EXTRACTED INFORMATION: Begin

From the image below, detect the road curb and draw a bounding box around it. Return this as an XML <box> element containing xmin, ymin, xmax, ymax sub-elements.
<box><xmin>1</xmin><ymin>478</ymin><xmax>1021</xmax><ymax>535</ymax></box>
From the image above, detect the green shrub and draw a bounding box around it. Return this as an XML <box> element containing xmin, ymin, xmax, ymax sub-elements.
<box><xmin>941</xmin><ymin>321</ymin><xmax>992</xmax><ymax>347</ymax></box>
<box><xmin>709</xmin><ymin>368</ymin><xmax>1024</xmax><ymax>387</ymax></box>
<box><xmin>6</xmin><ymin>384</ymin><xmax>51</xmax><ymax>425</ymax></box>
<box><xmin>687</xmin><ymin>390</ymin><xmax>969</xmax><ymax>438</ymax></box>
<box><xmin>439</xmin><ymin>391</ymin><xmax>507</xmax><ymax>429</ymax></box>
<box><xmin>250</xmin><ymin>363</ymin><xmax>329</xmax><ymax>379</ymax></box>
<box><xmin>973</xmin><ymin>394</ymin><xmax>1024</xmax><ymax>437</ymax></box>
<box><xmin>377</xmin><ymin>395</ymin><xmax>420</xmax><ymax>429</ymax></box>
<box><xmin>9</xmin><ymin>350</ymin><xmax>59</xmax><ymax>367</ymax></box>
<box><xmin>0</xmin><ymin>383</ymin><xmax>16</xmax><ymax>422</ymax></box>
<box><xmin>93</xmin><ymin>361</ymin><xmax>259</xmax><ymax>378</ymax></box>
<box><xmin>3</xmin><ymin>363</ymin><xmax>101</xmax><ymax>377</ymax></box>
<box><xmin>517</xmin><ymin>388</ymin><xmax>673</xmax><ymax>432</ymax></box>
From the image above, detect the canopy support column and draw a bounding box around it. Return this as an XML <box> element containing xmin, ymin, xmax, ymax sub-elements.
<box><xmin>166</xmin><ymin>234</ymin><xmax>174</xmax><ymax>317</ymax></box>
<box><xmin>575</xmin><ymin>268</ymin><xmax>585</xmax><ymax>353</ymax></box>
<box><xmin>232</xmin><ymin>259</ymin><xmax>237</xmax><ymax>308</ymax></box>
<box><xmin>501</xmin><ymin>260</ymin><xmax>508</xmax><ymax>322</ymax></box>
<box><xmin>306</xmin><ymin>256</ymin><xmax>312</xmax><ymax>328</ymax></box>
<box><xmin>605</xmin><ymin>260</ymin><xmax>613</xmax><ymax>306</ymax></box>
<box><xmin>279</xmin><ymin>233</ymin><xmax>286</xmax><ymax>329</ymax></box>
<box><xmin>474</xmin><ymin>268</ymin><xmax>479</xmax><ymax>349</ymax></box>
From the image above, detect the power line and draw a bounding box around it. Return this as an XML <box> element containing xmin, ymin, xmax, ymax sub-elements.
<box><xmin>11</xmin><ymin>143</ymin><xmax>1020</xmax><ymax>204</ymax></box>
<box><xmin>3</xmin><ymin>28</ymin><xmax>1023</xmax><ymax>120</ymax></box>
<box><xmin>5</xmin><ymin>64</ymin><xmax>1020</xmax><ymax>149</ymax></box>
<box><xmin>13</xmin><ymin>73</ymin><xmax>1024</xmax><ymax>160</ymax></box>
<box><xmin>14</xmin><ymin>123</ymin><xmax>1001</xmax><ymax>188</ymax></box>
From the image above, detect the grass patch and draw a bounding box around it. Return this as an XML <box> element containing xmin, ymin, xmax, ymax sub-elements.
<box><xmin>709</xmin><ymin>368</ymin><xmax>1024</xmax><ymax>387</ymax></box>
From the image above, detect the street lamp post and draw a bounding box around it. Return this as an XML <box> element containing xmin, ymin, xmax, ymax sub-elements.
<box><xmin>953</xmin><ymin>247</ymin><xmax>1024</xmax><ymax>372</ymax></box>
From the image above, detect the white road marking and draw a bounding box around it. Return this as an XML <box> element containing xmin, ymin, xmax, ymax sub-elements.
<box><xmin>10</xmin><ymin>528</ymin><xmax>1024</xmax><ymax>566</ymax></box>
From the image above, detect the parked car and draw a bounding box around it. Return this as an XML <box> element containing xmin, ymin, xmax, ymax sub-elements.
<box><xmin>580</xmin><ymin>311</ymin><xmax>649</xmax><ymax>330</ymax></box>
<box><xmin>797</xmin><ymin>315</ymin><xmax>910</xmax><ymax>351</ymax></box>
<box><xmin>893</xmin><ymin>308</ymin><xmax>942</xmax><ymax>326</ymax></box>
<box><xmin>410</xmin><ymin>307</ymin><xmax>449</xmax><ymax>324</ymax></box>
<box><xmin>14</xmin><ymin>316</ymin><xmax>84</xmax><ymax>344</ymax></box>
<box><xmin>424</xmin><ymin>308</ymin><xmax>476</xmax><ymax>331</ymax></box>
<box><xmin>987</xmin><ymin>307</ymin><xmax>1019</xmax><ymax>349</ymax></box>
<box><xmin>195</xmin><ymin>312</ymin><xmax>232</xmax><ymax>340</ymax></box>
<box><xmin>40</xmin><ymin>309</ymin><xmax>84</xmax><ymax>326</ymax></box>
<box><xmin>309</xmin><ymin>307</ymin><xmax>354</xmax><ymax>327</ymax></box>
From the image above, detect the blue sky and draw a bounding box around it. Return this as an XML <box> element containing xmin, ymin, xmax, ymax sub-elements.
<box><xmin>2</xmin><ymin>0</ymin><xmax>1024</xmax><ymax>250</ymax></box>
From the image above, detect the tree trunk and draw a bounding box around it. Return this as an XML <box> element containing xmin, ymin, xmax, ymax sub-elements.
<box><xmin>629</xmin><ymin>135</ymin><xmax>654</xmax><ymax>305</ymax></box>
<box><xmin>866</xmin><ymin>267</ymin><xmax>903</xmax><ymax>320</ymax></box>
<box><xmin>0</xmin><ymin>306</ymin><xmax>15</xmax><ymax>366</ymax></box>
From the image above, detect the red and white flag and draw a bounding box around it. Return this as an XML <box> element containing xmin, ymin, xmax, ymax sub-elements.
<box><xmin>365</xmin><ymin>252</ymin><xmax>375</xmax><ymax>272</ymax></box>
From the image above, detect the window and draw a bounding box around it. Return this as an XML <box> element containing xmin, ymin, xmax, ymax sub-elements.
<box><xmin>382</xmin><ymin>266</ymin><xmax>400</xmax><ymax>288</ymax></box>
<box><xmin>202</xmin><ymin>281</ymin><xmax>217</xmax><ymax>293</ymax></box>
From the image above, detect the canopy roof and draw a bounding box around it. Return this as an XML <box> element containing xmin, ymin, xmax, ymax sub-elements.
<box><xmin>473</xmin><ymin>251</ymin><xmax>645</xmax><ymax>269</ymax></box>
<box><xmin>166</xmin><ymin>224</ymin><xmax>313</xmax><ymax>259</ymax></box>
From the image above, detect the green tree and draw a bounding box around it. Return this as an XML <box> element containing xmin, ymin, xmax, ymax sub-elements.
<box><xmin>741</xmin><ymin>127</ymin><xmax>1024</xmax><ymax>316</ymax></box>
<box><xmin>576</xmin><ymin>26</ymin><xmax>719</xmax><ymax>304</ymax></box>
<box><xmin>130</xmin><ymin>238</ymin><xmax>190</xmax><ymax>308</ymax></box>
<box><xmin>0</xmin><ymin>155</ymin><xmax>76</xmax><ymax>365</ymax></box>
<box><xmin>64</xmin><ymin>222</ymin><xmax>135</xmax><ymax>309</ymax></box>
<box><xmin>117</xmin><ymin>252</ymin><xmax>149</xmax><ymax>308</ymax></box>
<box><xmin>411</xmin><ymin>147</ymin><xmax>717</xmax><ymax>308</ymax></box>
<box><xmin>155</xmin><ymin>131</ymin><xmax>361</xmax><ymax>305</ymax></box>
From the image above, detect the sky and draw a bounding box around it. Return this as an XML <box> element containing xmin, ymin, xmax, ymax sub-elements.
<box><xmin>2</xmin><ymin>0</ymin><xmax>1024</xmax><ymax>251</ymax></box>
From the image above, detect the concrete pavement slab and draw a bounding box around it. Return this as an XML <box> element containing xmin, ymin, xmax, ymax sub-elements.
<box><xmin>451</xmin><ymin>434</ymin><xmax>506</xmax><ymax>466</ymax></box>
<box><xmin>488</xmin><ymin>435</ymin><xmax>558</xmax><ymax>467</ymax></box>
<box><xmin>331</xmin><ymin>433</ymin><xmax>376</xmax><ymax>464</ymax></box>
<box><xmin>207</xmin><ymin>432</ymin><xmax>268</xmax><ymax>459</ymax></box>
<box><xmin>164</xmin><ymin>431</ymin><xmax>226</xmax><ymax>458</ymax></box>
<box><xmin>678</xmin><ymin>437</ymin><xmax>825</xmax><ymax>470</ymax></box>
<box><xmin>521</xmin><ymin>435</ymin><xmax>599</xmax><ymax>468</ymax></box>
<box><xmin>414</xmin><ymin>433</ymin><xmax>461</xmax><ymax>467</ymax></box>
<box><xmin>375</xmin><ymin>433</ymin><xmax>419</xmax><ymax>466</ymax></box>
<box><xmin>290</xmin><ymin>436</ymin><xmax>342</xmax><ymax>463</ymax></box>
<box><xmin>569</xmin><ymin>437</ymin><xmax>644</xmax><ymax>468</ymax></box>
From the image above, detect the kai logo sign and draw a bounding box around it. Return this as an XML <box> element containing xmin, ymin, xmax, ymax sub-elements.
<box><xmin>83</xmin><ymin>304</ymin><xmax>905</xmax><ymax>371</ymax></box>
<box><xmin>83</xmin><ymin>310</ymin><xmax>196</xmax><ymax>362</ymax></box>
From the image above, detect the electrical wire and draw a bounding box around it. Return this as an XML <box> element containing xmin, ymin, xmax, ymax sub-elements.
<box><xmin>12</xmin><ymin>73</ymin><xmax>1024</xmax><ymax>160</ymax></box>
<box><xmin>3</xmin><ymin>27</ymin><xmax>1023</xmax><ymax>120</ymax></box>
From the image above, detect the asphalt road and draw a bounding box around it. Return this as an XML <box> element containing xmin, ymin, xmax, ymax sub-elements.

EXTRACTED INFORMATION: End

Everything from the line containing "From the image above, detect the electrical" through the final line of the listing, inclusive, must be reproduced exactly; leave out the rest.

From the image above, detect the electrical wire and draw a bounding box around it. Return this as an XML <box> element containing xmin, ymin, xmax, ymax sub-elements.
<box><xmin>12</xmin><ymin>73</ymin><xmax>1024</xmax><ymax>160</ymax></box>
<box><xmin>3</xmin><ymin>27</ymin><xmax>1023</xmax><ymax>120</ymax></box>
From the image above, detect the asphalt road and draw a bounding box around it. Return this as an XML <box> element containing xmin, ymin, xmax, ymax sub-elements.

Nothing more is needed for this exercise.